▸ **TEXT BLOCK**
Not really. Sure, building and maintaing the *capacity* costs money. But that's a fixed cost regardless of how much of that capacity you actually use. That's very different from water.

No, not really. It is a fixed cost, but capacity is explicitly limited by that initial investment. And it is a very significant cost both to initially install and upgrade. Its costs a lot of money to rip pipes out of the ground to replace a 6" main with an 10" main. Likewise, it costs a lot of money to replace a 100Mb backbone segment with a 1Gb segment.

When a subscriber upgrades their 1.5Mb line to a 10Mb line, they expect to only pay a nominal increase (or more likely get the increase for the same price). They have no concept that actually supplying that backend (an order of magnitude increase) is an immense capital cost. And that subscriber has no intention of paying that capital cost... That means the ISP has to spread that cost out over many years. Yet somehow the user now expects orders of magnitude speed increase every year or 2??? Cost wise, equipment wise, backbone capacity wise (as far as spectrum/etc.) it simply is not feasible.

▸ **DATA EXTRACT**
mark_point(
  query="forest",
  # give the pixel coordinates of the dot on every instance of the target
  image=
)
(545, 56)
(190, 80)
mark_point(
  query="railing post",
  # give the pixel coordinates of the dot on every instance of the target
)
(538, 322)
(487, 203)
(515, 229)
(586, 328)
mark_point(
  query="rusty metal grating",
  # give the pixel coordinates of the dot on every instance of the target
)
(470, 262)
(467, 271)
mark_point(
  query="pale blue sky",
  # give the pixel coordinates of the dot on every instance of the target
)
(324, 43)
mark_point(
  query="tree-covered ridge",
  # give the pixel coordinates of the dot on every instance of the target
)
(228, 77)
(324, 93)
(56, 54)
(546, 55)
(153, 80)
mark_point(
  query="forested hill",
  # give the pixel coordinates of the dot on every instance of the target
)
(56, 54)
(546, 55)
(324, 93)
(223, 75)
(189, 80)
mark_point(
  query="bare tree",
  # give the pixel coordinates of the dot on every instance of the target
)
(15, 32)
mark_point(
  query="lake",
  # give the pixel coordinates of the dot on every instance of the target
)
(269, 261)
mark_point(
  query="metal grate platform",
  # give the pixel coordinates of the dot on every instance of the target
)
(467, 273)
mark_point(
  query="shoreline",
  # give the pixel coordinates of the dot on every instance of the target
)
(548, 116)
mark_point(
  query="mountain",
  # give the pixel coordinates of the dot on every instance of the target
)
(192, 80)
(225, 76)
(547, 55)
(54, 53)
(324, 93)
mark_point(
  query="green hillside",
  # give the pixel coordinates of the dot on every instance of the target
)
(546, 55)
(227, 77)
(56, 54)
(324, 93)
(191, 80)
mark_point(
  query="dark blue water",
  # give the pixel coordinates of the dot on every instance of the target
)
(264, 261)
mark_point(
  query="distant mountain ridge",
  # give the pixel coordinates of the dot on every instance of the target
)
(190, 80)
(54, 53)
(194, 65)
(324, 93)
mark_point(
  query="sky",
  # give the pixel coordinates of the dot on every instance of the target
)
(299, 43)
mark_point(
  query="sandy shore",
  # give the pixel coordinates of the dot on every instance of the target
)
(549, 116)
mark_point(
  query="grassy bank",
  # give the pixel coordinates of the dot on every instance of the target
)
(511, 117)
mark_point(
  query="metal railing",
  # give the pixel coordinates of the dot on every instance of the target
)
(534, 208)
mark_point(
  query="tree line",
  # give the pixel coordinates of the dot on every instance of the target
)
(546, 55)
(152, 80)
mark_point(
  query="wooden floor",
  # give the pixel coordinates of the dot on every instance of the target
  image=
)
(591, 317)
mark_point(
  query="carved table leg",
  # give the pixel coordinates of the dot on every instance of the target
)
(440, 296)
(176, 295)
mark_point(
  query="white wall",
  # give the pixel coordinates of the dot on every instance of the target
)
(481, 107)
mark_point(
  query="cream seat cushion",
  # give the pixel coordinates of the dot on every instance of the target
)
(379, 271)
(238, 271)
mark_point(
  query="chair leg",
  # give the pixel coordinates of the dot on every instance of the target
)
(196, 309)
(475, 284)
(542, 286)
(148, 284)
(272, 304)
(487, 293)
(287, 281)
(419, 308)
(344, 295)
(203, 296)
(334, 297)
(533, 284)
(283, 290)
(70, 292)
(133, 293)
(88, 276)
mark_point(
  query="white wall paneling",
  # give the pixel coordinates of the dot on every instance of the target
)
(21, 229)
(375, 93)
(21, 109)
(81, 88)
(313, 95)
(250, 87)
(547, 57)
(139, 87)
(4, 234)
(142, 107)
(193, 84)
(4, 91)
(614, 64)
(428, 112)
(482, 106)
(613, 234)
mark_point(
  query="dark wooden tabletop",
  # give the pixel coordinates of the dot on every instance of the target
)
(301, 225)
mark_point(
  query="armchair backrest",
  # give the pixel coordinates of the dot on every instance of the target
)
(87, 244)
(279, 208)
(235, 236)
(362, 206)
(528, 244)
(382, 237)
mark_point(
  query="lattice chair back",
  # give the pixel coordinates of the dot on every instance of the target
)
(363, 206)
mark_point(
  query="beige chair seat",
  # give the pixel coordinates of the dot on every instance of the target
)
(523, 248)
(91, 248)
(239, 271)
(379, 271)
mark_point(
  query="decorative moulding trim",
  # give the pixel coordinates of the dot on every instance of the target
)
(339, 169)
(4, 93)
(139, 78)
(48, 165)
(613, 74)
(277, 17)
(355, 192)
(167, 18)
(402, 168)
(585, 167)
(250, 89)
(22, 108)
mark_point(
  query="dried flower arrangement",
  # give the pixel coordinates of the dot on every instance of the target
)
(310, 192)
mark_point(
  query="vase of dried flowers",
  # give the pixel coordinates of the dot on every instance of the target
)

▸ **WHAT THE TASK REQUIRES**
Please translate this sentence from the text on network capacity costs into Spanish: "That means the ISP has to spread that cost out over many years."

▸ **WRITTEN RESPONSE**
Eso significa que el ISP tiene que repartir ese costo a lo largo de muchos años.